[Source data]
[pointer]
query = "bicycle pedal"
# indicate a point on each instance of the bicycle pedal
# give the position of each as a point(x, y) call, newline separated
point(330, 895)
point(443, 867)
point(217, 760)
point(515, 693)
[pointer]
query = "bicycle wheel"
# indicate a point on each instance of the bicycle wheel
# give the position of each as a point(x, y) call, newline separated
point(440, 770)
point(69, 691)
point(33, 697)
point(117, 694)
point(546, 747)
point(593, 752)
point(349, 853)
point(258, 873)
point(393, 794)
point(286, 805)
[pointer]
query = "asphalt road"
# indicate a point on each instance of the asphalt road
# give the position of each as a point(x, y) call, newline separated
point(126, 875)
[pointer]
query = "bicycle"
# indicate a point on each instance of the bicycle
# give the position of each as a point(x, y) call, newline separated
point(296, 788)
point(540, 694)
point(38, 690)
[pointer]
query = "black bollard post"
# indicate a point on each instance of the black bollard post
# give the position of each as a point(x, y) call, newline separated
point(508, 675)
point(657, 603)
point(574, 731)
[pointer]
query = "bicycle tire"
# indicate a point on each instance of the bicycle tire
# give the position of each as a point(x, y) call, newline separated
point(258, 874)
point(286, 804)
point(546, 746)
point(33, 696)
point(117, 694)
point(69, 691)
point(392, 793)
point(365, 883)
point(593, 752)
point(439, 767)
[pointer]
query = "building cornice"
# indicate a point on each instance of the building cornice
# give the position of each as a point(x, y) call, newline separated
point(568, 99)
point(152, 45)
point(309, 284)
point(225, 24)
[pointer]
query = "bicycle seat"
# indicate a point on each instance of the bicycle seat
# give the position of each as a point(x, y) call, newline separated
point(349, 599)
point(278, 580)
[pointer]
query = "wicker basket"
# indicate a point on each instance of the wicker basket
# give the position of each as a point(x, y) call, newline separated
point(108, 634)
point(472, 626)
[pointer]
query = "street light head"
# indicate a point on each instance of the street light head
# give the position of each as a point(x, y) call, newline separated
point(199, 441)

Problem to solve:
The answer is each line from the entries above in which the word "query" occurs.

Exercise answer:
query = "bicycle pedal"
query = "bicycle wheel"
query = "asphalt road"
query = "bicycle"
query = "black bollard post"
query = "bicycle tire"
query = "building cornice"
query = "bicycle seat"
query = "wicker basket"
query = "street light head"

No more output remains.